═══ RIGHE DA ELABORARE

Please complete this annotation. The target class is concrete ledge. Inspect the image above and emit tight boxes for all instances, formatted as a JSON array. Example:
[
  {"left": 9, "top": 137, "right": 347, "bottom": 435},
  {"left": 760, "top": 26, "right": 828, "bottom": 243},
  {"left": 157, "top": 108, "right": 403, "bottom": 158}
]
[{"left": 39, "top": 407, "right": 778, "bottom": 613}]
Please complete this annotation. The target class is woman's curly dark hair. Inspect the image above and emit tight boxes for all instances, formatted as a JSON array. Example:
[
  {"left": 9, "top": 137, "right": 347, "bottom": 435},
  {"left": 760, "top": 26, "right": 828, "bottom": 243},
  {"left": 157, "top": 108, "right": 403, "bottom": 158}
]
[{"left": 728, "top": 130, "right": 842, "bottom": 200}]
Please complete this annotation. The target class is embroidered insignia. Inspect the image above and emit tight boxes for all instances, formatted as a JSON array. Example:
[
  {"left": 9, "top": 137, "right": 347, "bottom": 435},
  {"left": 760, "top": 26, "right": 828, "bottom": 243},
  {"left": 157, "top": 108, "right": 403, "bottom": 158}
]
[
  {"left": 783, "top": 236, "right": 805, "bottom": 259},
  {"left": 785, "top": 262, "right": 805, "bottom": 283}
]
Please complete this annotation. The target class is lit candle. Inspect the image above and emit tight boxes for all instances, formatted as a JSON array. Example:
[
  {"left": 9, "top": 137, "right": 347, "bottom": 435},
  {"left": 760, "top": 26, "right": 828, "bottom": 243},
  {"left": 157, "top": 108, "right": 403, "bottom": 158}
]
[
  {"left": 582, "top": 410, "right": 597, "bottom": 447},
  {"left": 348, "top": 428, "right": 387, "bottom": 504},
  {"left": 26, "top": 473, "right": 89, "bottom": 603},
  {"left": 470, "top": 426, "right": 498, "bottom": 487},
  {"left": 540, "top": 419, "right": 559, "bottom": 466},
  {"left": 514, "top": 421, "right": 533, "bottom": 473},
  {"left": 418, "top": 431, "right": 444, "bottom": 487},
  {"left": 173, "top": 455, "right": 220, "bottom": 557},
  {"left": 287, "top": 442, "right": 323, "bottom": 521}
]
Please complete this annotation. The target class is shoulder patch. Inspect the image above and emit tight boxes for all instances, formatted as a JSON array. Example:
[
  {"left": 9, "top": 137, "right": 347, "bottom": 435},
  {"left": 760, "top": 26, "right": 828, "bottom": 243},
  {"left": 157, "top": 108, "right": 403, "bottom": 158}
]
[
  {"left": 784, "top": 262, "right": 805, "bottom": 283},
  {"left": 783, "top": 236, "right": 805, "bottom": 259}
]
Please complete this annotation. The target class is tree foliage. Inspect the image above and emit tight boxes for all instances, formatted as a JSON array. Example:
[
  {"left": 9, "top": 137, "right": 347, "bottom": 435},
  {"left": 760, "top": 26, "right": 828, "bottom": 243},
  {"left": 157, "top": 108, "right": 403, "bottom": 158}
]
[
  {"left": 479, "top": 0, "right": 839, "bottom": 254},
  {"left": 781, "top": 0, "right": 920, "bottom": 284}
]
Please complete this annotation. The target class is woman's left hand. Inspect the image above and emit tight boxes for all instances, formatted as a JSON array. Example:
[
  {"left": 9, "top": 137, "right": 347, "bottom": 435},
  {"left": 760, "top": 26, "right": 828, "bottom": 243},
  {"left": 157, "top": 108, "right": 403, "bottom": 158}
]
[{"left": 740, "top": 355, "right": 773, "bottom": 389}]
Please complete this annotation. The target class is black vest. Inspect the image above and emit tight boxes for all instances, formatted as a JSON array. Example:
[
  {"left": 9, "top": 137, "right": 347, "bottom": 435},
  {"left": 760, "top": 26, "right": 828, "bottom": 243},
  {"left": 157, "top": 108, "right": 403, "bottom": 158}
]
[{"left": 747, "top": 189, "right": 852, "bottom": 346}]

══════

**CONSEGNA:**
Ricopia tutte le righe riportate sopra, dalla prima all'ultima, senza cambiare nulla.

**RISULTATO:**
Please complete this annotation. The target class is concrete ledge. Inspect the image above and emit tight boxes for all instances, formatted as a JSON array. Example:
[
  {"left": 9, "top": 137, "right": 347, "bottom": 435},
  {"left": 760, "top": 26, "right": 828, "bottom": 243},
  {"left": 157, "top": 108, "right": 403, "bottom": 158}
]
[{"left": 39, "top": 407, "right": 778, "bottom": 613}]
Please complete this annotation. The target class is woman's curly dark hair. Inspect the image above and emit tight boxes for all instances, formatted as a JSON array. Example:
[
  {"left": 9, "top": 137, "right": 347, "bottom": 435},
  {"left": 760, "top": 26, "right": 828, "bottom": 243},
  {"left": 157, "top": 108, "right": 403, "bottom": 158}
]
[{"left": 728, "top": 130, "right": 842, "bottom": 200}]
Please complete this annotation. The target class is embroidered insignia. Inspect the image above and emit tight boxes for all instances, formatted as a JSON array. Example:
[
  {"left": 9, "top": 137, "right": 347, "bottom": 435},
  {"left": 760, "top": 26, "right": 828, "bottom": 243},
  {"left": 157, "top": 108, "right": 403, "bottom": 158}
]
[
  {"left": 783, "top": 236, "right": 805, "bottom": 259},
  {"left": 785, "top": 262, "right": 805, "bottom": 283}
]
Please complete this annotation. The target class is lit candle. Inspect the image above and emit tight boxes for all instances, formatted as a JSON array. Example:
[
  {"left": 9, "top": 137, "right": 347, "bottom": 435},
  {"left": 760, "top": 26, "right": 828, "bottom": 243},
  {"left": 157, "top": 108, "right": 403, "bottom": 158}
]
[
  {"left": 582, "top": 410, "right": 597, "bottom": 447},
  {"left": 348, "top": 428, "right": 387, "bottom": 504},
  {"left": 26, "top": 473, "right": 89, "bottom": 603},
  {"left": 470, "top": 426, "right": 498, "bottom": 487},
  {"left": 540, "top": 419, "right": 559, "bottom": 466},
  {"left": 514, "top": 421, "right": 533, "bottom": 473},
  {"left": 418, "top": 431, "right": 444, "bottom": 487},
  {"left": 173, "top": 455, "right": 220, "bottom": 557},
  {"left": 287, "top": 442, "right": 323, "bottom": 521}
]
Please complete this annotation. The target class is shoulder patch. Inspect the image above and emit tight boxes for all instances, formatted as a JSON array. Example:
[
  {"left": 9, "top": 137, "right": 347, "bottom": 435},
  {"left": 760, "top": 26, "right": 828, "bottom": 243},
  {"left": 157, "top": 108, "right": 403, "bottom": 158}
]
[
  {"left": 784, "top": 262, "right": 805, "bottom": 283},
  {"left": 783, "top": 236, "right": 805, "bottom": 259}
]
Please complete this annotation. The target class is tree foliage. Inspect the image above and emit tight boxes for all instances, formatted as a JSON array. Example:
[
  {"left": 9, "top": 137, "right": 347, "bottom": 435},
  {"left": 760, "top": 26, "right": 828, "bottom": 243},
  {"left": 157, "top": 108, "right": 403, "bottom": 158}
]
[
  {"left": 479, "top": 0, "right": 839, "bottom": 254},
  {"left": 781, "top": 0, "right": 920, "bottom": 284}
]
Please complete this annotation. The target class is woman's left hand. Inspect the image above and emit tight boxes for all instances, formatted as a JSON array. Example:
[
  {"left": 9, "top": 137, "right": 347, "bottom": 435},
  {"left": 760, "top": 26, "right": 828, "bottom": 243},
  {"left": 157, "top": 108, "right": 403, "bottom": 158}
]
[{"left": 740, "top": 355, "right": 773, "bottom": 389}]
Please complete this annotation. The target class is black vest. Inspect the image above and emit tight boxes for all instances, formatted as a JSON array. Example:
[
  {"left": 9, "top": 137, "right": 347, "bottom": 435},
  {"left": 760, "top": 26, "right": 828, "bottom": 243},
  {"left": 157, "top": 108, "right": 403, "bottom": 158}
]
[{"left": 747, "top": 189, "right": 852, "bottom": 346}]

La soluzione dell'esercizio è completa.